Extract each line of the data below that contains the word "image", and copy each one in full. Match case exactly.

**** Exercise input

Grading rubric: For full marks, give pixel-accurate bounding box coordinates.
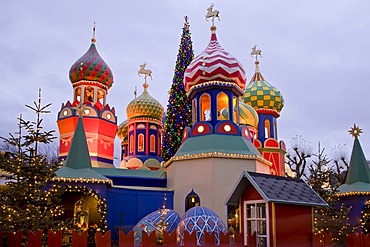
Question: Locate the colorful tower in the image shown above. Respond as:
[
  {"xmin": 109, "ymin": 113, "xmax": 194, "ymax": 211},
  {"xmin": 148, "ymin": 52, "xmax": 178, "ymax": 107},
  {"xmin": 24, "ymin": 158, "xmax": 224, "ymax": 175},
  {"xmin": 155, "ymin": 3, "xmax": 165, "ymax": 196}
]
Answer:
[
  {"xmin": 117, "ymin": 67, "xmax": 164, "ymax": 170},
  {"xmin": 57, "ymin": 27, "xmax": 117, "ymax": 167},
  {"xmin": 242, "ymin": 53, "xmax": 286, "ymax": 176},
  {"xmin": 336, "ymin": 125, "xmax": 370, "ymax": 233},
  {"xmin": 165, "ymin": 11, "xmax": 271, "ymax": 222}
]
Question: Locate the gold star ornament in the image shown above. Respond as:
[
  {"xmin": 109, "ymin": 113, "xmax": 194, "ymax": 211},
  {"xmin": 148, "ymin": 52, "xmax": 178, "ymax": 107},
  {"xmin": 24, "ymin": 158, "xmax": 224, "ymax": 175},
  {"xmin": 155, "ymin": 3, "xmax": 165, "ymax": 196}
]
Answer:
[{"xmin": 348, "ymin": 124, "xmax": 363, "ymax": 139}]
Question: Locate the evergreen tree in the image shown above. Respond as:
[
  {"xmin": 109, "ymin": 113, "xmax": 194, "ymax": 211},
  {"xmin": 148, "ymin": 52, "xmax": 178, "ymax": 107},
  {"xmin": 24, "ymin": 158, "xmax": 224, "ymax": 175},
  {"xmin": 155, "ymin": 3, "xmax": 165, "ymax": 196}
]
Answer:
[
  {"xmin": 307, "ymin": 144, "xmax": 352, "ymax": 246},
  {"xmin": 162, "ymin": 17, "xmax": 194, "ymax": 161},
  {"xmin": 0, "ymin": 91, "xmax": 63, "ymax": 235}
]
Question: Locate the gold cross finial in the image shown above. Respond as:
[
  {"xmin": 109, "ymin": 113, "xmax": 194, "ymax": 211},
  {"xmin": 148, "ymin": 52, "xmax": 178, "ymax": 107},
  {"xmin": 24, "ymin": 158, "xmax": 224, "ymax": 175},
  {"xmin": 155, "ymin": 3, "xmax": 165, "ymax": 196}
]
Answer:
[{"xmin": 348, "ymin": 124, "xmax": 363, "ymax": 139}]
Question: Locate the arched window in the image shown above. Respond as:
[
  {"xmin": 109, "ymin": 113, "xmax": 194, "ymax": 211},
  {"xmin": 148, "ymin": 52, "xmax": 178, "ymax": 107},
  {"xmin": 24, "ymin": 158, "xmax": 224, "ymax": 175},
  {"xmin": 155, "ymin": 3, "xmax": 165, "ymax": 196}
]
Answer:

********
**** Exercise input

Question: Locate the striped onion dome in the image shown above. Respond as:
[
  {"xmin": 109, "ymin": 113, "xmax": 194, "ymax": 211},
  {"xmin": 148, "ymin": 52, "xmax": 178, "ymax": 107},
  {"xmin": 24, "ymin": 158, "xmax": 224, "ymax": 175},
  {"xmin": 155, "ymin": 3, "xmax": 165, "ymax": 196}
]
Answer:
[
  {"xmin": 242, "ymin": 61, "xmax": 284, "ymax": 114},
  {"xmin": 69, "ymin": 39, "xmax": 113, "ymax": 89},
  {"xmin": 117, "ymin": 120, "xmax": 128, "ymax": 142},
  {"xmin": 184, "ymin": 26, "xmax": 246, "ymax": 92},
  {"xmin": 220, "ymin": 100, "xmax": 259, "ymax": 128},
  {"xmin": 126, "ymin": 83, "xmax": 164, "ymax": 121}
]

********

Finished answer =>
Question: Locate the colorful tower in the image shown above. Respond as:
Question: Locate the gold star ornament in the image shown above. Respond as:
Question: Locate the evergreen tree in the image shown above. Respond as:
Question: Locate the gold cross finial in the image shown above. Respond as:
Question: Locate the arched window in the image shown above. Respond as:
Question: Locate the striped onion dome in the image shown above. Respond as:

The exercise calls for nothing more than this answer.